Items from a data source:

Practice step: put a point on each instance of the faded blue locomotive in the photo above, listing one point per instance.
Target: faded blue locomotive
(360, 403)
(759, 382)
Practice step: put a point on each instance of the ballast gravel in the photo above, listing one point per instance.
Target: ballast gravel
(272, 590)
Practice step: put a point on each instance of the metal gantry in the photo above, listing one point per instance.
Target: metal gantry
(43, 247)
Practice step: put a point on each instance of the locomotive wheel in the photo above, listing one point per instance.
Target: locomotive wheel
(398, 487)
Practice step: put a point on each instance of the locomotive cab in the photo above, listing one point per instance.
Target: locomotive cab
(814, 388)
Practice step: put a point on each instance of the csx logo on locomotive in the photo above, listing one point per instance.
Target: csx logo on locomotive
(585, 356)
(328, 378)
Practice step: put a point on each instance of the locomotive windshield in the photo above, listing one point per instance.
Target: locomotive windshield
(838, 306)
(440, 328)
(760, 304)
...
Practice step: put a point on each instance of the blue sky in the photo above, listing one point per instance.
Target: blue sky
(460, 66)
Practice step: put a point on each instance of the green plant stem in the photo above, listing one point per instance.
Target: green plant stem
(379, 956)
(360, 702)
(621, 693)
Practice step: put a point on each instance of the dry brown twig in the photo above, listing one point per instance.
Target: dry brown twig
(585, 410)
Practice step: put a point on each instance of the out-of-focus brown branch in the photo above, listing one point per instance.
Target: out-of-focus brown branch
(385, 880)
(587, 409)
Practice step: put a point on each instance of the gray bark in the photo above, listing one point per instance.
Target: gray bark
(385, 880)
...
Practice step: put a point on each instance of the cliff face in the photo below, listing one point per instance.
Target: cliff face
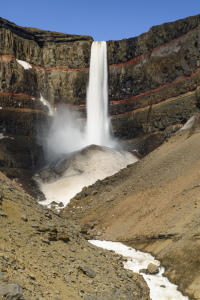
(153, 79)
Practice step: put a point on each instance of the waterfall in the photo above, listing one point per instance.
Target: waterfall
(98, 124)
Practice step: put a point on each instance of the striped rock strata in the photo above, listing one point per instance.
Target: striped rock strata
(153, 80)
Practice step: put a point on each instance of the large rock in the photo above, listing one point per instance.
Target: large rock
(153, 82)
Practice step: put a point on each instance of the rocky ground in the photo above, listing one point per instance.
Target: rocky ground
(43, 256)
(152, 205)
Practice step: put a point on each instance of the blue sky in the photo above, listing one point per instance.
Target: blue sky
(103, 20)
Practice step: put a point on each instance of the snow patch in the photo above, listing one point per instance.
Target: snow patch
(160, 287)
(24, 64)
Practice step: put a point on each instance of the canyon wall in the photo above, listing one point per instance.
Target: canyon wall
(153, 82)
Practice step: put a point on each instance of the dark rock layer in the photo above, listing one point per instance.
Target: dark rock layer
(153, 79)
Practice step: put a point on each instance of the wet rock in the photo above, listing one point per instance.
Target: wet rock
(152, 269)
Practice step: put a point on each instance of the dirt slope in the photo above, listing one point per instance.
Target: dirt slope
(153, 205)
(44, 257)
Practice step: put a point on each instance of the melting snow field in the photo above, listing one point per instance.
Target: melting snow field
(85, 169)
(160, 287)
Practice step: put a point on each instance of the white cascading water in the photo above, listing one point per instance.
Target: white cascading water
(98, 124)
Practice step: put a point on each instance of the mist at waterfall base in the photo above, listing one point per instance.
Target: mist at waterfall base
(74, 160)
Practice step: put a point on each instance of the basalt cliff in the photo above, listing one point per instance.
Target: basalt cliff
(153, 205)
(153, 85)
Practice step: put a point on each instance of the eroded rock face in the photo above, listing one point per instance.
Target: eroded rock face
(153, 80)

**Exercise task:** Select and copy every line of the records above that contains the word "wall". Case counts.

**Exercise answer:**
Practice step: put a point on each instance of the canyon wall in the photo above, listing one point per instance.
Target: canyon wall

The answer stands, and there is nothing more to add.